Assignment — Find every line in the rows below that contains the string "negative" and copy each one. Case counts when matching.
━━━
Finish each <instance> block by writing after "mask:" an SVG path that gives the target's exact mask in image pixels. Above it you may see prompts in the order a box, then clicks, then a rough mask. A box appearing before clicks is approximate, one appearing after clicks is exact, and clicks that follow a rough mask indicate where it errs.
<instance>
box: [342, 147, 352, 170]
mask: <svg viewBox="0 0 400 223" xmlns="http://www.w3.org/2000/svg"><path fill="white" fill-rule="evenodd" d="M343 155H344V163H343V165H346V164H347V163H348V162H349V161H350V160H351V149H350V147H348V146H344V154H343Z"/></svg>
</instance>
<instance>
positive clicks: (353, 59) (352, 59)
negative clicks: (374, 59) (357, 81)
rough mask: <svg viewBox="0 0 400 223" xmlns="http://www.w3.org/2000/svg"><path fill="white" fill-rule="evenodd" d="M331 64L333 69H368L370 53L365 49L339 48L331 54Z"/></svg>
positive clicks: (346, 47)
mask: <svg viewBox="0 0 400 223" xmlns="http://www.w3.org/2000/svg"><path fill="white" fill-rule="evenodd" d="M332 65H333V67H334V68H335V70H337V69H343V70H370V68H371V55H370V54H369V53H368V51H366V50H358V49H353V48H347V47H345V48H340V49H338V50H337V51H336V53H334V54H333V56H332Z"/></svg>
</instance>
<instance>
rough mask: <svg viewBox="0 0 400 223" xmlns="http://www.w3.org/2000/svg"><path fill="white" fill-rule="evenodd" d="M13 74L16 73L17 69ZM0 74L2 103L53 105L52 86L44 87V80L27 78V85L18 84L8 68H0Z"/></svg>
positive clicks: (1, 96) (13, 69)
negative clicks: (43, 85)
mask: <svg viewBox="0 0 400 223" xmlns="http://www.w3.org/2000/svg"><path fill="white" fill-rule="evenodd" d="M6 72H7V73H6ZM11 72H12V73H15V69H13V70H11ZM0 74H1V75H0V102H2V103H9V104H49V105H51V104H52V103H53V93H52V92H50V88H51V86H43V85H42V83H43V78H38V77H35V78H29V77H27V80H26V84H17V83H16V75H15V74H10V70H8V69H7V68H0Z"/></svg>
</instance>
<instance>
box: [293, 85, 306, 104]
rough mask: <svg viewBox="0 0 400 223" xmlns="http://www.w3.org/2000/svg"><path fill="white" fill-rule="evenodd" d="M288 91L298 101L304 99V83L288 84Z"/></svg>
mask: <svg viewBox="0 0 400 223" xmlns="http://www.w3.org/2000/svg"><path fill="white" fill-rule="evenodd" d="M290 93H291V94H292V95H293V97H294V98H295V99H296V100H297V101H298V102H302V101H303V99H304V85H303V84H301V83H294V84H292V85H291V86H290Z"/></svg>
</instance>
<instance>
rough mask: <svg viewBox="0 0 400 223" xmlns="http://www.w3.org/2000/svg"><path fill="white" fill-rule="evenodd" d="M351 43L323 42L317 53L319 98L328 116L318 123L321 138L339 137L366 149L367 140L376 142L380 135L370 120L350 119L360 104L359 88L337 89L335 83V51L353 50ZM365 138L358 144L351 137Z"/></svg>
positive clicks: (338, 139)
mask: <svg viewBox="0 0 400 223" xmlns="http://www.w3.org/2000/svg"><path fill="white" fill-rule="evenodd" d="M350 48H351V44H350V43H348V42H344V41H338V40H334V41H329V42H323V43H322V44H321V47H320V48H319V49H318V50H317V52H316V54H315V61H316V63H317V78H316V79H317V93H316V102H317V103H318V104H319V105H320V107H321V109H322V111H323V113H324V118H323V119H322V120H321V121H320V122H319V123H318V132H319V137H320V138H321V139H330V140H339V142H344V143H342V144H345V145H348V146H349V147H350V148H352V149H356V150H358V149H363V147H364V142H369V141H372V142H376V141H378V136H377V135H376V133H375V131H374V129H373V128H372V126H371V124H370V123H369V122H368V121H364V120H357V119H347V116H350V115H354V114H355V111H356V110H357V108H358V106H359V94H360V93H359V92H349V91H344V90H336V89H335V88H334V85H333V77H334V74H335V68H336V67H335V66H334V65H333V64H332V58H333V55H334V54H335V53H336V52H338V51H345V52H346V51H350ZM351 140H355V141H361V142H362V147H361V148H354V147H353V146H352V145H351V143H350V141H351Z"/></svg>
━━━
Answer box —
negative clicks: (374, 59) (357, 81)
negative clicks: (43, 85)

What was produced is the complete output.